### EXTRACTED RECORDS
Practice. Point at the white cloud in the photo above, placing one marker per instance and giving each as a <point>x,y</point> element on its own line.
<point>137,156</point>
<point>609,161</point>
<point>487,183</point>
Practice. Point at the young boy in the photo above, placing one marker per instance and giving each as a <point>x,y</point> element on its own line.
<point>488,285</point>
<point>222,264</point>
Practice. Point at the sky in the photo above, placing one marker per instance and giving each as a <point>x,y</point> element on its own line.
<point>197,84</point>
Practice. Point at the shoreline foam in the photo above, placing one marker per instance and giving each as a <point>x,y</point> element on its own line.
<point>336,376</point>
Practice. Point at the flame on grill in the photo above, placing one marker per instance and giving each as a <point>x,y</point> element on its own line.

### JOB
Give every line of the listing above as a JSON list of strings, one string per line, skipping any blank lines.

### EXPECTED ANSWER
[
  "Practice. Point at the white cloud in the photo above, placing one marker per instance and giving each as a <point>x,y</point> element on its own line.",
  "<point>137,156</point>",
  "<point>609,161</point>",
  "<point>487,183</point>",
  "Practice. Point at the young boy in the photo above, placing one marker per instance and giving each as a <point>x,y</point> element on its own line.",
  "<point>488,285</point>",
  "<point>222,264</point>",
  "Practice. Point at the sky in the photo above, placing one marker per instance and giving each as a <point>x,y</point> element on its own line.",
  "<point>197,84</point>",
  "Practice. Point at the shoreline foam in the photo above, placing one marker per instance and giving each as a <point>x,y</point> element on its own line.",
  "<point>336,376</point>",
  "Practice. Point at the flame on grill in the photo above, placing one marker per instance and giving each as a <point>x,y</point> element on its own line."
]